**Exercise:** Output only the span of lines that begins at the line containing "Teacher note: have the class pick out the muddy" and ends at the last line of the data, both included, exactly as they appear.

**Location labeling records:**
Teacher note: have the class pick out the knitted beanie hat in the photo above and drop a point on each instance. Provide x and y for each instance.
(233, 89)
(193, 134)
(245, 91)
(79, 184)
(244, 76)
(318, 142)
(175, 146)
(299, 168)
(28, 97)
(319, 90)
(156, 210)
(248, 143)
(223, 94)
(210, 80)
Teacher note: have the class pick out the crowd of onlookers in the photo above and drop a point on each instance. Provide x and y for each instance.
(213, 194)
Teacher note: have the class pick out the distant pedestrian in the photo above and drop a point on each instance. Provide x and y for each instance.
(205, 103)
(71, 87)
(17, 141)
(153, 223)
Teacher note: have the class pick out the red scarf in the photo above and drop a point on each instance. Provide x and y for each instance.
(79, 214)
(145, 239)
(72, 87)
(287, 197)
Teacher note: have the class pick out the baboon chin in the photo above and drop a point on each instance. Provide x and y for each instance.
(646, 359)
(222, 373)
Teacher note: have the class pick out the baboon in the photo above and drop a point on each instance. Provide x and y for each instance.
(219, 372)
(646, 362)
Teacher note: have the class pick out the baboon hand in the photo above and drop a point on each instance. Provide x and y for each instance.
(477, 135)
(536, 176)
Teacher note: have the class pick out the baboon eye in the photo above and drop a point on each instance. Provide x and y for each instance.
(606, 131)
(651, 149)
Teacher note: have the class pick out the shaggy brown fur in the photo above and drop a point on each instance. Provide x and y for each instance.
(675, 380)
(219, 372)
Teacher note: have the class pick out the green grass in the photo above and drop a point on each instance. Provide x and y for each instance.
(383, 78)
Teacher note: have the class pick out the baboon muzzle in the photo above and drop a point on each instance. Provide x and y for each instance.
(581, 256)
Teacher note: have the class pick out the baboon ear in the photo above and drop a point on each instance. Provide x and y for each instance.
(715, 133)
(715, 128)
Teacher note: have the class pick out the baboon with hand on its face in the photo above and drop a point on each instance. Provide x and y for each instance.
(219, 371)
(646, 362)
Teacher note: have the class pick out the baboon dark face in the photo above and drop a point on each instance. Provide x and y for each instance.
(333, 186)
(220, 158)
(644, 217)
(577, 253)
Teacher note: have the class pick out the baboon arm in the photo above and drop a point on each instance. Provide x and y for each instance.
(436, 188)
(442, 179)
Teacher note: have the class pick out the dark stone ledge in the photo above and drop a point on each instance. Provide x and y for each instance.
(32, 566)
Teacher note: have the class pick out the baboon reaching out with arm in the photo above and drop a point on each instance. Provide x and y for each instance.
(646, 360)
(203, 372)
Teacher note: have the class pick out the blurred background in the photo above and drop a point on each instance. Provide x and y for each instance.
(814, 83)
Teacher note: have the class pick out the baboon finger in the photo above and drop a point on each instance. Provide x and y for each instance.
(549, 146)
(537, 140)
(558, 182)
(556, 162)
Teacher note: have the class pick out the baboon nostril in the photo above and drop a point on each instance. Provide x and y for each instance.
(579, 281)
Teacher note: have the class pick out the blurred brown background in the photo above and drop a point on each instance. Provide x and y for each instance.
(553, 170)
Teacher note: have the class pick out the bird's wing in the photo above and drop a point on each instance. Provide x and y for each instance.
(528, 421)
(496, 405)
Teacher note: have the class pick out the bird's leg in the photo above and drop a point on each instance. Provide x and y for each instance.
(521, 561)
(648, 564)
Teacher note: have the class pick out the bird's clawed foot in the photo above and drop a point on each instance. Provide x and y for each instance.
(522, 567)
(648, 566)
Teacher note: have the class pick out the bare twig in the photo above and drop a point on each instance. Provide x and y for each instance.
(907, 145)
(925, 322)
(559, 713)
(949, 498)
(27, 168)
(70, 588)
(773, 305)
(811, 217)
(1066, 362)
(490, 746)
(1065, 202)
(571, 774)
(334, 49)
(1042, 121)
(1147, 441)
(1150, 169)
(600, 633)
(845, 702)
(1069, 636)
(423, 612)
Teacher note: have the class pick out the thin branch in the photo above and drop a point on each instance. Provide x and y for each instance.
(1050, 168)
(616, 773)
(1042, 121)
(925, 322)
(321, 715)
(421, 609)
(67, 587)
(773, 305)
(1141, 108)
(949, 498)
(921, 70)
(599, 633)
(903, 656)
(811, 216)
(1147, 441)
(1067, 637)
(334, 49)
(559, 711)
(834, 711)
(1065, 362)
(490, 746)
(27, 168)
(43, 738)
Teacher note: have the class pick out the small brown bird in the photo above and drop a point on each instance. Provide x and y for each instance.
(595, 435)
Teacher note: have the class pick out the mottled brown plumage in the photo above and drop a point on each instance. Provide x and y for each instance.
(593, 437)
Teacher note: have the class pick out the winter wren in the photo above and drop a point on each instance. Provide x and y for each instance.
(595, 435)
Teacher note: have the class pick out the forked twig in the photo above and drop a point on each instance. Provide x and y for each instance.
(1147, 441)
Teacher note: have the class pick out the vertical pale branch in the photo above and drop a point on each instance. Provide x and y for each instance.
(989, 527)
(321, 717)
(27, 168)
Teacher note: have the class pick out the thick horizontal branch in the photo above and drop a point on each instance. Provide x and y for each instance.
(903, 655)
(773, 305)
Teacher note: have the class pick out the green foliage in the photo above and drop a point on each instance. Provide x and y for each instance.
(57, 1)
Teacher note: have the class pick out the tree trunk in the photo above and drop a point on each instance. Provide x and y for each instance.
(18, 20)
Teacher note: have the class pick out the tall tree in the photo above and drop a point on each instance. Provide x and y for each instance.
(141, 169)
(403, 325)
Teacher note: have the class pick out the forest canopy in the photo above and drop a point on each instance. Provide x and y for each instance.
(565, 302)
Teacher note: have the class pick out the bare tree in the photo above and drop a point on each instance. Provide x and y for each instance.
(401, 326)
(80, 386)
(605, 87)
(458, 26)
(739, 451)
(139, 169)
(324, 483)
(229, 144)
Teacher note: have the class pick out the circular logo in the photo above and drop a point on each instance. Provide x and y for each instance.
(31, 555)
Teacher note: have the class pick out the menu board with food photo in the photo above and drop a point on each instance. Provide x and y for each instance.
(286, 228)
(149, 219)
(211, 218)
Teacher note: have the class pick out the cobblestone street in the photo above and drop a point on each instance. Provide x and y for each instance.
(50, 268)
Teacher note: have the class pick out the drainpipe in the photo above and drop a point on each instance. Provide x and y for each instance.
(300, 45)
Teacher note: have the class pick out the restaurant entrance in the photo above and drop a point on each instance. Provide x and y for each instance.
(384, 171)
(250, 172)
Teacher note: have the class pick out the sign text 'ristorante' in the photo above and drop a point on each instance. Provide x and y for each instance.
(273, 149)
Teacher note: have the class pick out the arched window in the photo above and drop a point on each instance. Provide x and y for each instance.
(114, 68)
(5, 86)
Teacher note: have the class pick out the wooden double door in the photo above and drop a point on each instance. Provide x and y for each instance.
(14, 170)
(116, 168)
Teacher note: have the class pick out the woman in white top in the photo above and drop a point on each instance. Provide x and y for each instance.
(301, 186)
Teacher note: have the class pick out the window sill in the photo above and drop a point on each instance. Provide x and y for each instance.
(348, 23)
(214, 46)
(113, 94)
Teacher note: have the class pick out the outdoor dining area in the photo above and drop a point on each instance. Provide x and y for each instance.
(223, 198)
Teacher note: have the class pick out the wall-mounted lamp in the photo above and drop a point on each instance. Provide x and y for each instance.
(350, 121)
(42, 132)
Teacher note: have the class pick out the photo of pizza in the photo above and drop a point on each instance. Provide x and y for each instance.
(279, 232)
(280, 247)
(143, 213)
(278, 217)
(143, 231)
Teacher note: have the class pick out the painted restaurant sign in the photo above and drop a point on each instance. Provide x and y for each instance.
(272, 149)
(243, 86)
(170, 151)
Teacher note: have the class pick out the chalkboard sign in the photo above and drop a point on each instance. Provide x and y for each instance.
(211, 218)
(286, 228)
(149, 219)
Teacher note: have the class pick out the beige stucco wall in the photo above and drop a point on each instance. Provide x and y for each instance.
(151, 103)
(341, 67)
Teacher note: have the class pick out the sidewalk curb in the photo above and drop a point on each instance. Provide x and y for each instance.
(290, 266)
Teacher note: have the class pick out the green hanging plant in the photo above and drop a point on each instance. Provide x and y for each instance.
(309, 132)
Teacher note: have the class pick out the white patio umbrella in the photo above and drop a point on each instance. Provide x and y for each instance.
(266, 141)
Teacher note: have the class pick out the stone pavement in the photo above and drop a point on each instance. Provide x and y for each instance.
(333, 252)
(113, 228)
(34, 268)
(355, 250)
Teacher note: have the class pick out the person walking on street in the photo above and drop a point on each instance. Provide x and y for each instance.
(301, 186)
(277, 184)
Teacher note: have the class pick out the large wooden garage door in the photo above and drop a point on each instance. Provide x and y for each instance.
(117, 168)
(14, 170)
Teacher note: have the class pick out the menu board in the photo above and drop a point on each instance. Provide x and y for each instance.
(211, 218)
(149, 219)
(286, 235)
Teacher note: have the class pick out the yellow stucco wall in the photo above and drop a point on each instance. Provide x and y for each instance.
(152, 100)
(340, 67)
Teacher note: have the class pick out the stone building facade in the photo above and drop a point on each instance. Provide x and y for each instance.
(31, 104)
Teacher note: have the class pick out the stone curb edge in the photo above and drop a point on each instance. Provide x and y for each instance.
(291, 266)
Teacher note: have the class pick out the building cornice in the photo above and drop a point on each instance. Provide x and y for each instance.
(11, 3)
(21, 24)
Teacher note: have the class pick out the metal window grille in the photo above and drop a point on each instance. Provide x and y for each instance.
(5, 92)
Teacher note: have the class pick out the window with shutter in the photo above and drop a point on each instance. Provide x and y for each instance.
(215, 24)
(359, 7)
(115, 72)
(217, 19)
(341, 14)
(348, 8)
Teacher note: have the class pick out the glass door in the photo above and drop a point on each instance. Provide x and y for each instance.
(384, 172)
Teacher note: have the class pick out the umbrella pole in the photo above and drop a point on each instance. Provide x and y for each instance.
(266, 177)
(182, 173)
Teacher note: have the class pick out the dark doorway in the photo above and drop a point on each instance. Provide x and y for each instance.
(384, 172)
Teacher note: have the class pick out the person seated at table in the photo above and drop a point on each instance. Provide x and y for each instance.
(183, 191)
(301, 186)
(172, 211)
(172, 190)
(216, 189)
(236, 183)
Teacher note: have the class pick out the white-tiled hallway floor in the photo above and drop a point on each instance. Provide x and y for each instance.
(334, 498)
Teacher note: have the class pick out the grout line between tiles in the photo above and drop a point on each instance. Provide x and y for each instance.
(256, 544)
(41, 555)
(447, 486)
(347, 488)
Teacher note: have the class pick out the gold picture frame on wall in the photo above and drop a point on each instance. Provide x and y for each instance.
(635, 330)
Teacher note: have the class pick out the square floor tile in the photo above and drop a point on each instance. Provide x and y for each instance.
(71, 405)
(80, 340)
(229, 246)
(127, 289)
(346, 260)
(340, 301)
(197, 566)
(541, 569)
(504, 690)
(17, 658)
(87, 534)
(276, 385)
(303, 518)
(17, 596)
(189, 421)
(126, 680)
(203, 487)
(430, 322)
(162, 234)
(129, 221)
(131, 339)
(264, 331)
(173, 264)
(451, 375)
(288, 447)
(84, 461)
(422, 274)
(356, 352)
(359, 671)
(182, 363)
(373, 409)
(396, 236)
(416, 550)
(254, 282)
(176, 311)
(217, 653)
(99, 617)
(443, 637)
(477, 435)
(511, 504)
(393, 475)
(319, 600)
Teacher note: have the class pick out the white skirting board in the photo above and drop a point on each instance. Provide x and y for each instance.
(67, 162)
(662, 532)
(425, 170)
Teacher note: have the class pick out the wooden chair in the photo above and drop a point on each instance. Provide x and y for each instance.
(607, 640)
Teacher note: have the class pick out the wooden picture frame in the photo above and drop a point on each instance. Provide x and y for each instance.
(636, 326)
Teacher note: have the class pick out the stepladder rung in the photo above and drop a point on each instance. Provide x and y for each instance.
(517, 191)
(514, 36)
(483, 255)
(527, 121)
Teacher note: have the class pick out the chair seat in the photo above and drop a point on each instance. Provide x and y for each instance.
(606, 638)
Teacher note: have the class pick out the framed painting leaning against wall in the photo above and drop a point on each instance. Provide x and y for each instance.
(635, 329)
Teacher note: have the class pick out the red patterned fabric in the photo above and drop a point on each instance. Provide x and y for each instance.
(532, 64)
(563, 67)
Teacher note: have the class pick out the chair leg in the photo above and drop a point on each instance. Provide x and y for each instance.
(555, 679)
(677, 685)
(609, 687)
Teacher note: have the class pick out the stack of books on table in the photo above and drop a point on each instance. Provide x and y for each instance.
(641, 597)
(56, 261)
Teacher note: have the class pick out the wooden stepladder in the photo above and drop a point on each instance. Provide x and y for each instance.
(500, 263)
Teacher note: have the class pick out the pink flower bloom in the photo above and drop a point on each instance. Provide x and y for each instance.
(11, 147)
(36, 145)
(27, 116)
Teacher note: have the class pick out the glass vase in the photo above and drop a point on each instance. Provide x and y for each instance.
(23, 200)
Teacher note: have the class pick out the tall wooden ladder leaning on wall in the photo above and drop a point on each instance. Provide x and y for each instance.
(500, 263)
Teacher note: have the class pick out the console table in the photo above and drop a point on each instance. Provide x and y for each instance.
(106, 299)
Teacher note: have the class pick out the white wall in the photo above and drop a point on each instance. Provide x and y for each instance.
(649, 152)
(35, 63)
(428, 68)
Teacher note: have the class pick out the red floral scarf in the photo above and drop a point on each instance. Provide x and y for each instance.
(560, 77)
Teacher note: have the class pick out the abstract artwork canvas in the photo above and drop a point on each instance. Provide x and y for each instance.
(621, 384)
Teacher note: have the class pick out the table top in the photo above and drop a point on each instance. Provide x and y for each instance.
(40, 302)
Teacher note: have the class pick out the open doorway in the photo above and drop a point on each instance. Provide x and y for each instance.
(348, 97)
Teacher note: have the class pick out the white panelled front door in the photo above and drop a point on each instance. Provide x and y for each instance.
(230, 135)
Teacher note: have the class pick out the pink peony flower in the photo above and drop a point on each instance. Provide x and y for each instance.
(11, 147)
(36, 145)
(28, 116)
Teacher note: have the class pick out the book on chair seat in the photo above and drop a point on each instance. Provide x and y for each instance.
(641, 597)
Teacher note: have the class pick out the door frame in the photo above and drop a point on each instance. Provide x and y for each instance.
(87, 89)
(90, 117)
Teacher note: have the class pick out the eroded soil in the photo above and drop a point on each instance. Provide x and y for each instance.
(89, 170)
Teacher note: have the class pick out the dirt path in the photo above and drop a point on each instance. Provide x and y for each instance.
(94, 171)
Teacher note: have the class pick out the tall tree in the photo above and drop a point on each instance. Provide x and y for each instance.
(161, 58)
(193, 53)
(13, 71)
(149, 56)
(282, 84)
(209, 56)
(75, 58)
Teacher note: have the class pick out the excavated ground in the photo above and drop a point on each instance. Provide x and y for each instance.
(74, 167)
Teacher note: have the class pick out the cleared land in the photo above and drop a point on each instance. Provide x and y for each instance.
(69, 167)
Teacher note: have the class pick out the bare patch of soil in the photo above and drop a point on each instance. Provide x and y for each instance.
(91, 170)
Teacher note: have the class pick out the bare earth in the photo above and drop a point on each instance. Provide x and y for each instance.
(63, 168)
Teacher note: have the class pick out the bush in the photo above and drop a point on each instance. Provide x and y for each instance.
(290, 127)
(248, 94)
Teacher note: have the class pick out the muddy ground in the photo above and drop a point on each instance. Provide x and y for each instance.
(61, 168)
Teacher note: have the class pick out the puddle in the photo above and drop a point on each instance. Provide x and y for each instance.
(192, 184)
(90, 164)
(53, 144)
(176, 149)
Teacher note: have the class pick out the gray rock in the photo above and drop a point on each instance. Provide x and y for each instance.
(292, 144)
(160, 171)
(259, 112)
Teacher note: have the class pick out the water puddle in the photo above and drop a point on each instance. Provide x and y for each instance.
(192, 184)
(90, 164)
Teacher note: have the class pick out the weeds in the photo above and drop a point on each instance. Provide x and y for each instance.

**Output below:**
Teacher note: have the class pick out the muddy ground in the photo above and drop a point on each instance. Provide x and y for each instance.
(61, 168)
Teacher note: have the class pick out the puddle in the photo above and drop a point on each instance. Provide x and y for each instance.
(192, 184)
(90, 164)
(53, 144)
(176, 149)
Teacher note: have the class pick out the gray rock in the photo above and drop a point on each instance. Provide x and y for each instance.
(292, 144)
(160, 171)
(259, 112)
Teacher note: have the class pick out the water puddle in the photo above and drop a point on each instance. Provide x and y for each instance.
(192, 184)
(90, 164)
Teacher note: have the class pick out the weeds in the photo above and drop a point on each instance. Provide x and y for each instance.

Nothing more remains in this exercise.